#### Extract provided

I think it makes sense to do whatever the userauth spec does.
The use of utf-8 in the userauth spec (for usernames and passwords)
was discussed some moths ago. There seems to be two alternatives:
1. Say that all utf-8 data should be normalized on the wire. The
details would be, or look very much like, a stringprep profile.
2. Say that it's always the receiver's responsibility to perform any
normalization that is appropriate. At the minumum, the receiver
*must* respect canonical unicode equivalence as defined in the
unicode specification.
My current thinking is that the normalization needs are genuinely
system dependent. If the system allows unicode/utf-8 usernames and
passwords in /etc/passwd, and the system convention is to use utf-8
normalized in some particular way, then the receiving ssh server
needs to normalize the data according to the same conventions.

########

_Problem description_
Could you return, word for word, the passage of the note on utf-8 normalization that begins at "was discussed some" and stops after "unicode specification."?

#### Records shown

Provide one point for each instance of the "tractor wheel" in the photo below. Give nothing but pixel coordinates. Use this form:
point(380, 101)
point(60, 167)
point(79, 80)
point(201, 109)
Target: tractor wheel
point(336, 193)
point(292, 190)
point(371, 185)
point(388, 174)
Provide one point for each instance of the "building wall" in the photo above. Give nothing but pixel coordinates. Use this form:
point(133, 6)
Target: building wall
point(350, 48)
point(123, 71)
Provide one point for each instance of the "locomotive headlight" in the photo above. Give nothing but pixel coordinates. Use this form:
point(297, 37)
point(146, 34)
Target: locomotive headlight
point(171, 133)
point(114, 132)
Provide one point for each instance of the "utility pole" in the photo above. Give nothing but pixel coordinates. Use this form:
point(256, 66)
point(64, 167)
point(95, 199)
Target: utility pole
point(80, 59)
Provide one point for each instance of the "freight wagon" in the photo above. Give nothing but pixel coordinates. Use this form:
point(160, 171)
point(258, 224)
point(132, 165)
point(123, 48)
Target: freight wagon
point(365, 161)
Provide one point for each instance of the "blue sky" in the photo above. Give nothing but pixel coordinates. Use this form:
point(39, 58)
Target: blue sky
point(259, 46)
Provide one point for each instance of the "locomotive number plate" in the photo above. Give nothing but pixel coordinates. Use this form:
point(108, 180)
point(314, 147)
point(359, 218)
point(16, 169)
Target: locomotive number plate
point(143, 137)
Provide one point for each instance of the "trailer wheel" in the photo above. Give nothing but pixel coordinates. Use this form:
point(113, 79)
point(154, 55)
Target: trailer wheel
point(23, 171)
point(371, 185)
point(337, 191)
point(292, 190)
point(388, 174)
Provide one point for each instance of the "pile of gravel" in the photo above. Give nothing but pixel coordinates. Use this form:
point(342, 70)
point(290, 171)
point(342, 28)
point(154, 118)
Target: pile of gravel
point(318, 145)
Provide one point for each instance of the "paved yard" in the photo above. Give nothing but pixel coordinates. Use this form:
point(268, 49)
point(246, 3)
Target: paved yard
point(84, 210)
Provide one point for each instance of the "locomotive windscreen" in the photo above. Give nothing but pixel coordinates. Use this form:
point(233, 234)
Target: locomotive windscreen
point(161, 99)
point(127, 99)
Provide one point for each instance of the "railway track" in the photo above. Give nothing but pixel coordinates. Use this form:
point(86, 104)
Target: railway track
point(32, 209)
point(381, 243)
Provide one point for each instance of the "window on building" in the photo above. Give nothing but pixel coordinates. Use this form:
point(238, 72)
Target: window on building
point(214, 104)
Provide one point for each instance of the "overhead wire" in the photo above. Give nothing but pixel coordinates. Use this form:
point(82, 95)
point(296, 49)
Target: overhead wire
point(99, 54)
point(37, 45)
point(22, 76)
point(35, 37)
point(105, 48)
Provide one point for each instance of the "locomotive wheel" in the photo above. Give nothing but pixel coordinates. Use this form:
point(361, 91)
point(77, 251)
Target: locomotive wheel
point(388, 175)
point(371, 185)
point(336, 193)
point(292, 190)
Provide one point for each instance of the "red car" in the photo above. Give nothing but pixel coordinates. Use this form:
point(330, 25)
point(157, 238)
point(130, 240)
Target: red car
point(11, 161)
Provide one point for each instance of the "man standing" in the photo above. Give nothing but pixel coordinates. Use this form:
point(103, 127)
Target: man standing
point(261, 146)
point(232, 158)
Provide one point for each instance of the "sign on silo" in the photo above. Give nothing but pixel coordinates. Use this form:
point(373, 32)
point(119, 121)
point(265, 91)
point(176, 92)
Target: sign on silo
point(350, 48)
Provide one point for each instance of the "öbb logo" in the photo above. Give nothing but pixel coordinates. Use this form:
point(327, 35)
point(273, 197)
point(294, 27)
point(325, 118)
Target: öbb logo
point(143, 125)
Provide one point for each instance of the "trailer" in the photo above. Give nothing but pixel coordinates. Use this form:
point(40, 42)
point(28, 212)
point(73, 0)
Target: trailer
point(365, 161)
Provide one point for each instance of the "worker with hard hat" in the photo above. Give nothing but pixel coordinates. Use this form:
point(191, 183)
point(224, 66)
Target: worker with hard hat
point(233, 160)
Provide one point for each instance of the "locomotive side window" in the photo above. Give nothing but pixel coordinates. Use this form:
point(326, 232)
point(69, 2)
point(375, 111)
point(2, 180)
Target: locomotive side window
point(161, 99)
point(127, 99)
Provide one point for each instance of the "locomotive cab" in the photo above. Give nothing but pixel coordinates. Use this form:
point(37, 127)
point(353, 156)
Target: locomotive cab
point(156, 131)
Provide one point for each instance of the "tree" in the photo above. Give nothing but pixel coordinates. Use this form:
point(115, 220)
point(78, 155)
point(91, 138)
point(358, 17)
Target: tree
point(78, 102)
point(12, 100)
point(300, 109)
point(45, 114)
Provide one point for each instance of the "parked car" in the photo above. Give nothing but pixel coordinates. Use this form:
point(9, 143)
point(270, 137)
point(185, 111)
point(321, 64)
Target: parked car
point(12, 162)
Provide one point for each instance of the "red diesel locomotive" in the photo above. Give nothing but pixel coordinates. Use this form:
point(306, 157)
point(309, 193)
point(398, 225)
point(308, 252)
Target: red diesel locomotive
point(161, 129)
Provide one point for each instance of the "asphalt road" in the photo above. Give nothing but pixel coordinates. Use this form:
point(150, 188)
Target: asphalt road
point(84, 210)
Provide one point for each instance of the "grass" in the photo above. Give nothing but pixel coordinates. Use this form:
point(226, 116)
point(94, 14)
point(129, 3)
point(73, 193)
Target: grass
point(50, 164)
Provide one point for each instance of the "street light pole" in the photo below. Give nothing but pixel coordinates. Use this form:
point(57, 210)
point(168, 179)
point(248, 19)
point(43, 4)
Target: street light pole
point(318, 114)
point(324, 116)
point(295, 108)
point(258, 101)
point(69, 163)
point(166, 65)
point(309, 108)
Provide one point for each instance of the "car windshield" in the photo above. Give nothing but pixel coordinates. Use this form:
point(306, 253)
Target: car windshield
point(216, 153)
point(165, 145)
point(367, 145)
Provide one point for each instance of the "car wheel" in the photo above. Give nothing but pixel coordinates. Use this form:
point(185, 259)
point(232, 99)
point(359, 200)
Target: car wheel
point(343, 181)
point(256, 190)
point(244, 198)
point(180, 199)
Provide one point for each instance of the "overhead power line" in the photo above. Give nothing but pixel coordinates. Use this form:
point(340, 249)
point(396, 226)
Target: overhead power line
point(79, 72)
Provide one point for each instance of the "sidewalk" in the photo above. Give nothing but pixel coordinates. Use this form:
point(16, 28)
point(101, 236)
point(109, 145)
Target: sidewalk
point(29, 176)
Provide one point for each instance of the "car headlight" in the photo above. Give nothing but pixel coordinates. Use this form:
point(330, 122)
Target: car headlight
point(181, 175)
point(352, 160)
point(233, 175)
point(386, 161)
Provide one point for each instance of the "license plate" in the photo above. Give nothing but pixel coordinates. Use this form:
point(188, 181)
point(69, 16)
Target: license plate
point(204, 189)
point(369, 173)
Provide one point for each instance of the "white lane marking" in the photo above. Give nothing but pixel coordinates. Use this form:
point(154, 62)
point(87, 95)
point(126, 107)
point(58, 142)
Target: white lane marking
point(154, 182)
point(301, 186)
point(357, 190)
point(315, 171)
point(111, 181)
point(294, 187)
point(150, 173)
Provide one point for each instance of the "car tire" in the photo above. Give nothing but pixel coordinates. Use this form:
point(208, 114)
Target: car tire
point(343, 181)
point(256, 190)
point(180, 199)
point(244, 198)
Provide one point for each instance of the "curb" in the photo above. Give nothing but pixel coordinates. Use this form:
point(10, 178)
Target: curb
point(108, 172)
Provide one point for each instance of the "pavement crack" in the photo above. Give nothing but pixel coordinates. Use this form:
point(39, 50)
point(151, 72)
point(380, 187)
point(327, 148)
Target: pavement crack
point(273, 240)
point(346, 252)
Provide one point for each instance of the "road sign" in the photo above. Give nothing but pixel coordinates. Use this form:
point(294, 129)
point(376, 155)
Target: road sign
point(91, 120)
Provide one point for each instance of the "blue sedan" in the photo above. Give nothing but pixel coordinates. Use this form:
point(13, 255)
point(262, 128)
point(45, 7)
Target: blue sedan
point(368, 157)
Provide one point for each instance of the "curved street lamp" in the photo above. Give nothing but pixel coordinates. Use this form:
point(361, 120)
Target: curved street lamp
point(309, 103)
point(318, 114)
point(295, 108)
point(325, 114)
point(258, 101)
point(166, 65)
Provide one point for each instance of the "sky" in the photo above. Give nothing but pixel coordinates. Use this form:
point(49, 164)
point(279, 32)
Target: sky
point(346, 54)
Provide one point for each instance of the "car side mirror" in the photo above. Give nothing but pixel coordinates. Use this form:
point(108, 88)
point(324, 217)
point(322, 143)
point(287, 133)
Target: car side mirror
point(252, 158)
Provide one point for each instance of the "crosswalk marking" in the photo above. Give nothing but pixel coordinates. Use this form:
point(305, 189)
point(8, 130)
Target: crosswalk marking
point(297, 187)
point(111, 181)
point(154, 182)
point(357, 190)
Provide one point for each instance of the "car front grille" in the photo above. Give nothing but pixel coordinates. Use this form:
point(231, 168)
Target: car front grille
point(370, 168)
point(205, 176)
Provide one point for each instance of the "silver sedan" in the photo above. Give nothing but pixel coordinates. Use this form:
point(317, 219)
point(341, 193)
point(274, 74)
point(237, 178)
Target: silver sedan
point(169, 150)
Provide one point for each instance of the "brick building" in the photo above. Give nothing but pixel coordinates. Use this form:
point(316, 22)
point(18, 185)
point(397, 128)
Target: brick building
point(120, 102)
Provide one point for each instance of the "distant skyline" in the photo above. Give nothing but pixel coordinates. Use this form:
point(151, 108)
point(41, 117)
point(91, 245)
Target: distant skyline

########

_Output for this task_
was discussed some moths ago. There seems to be two alternatives:
1. Say that all utf-8 data should be normalized on the wire. The
details would be, or look very much like, a stringprep profile.
2. Say that it's always the receiver's responsibility to perform any
normalization that is appropriate. At the minumum, the receiver
*must* respect canonical unicode equivalence as defined in the
unicode specification.